— Challenge —
Return each line of the data below verbatim; pictures are to be left out.

[Some records]
##############################
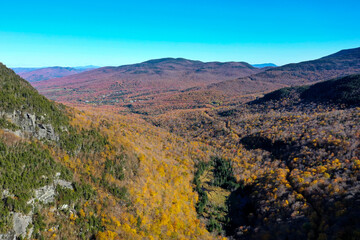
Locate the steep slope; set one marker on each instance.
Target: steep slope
(345, 90)
(21, 104)
(290, 165)
(342, 63)
(101, 177)
(154, 76)
(23, 70)
(41, 74)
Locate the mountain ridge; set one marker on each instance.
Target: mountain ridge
(341, 63)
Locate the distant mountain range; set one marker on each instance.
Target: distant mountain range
(159, 75)
(340, 64)
(40, 74)
(262, 65)
(173, 81)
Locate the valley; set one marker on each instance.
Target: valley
(180, 149)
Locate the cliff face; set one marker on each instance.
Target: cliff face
(30, 125)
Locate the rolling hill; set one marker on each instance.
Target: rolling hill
(41, 74)
(340, 64)
(150, 77)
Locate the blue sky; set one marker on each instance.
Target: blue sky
(74, 33)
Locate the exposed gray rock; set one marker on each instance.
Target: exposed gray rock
(8, 236)
(31, 124)
(45, 194)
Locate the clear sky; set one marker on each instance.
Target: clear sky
(74, 33)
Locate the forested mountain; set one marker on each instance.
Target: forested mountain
(340, 64)
(147, 79)
(41, 74)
##############################
— Final result —
Locate the steep slope; set one marker on each instance.
Target: steep slope
(345, 90)
(21, 104)
(290, 165)
(342, 63)
(101, 177)
(154, 76)
(23, 70)
(41, 74)
Locate the mountain ridge; set one marker on each instance.
Target: mountain ridge
(341, 63)
Locate the distant mountain range; set one marker on each instance.
Target: distant mountain range
(159, 75)
(340, 64)
(40, 74)
(262, 65)
(173, 81)
Locate the valley; set one marker on each instance.
Target: valley
(180, 149)
Locate the cliff face; set one marker on each instance.
Target: cliff face
(30, 125)
Locate the rolling hill; set one marker on each instance.
Target: rolling hill
(41, 74)
(340, 64)
(150, 77)
Locate the blue sky; set one marker on each instance.
Target: blue sky
(74, 33)
Locate the exposed gray rock; set one marker on each instance.
Target: exposed gray rock
(8, 236)
(31, 124)
(45, 194)
Locate the clear sky; set one marker on each instance.
Target: clear sky
(74, 33)
Locate the forested mountain; set one marker on each instance.
Target: forested mountain
(340, 64)
(147, 79)
(41, 74)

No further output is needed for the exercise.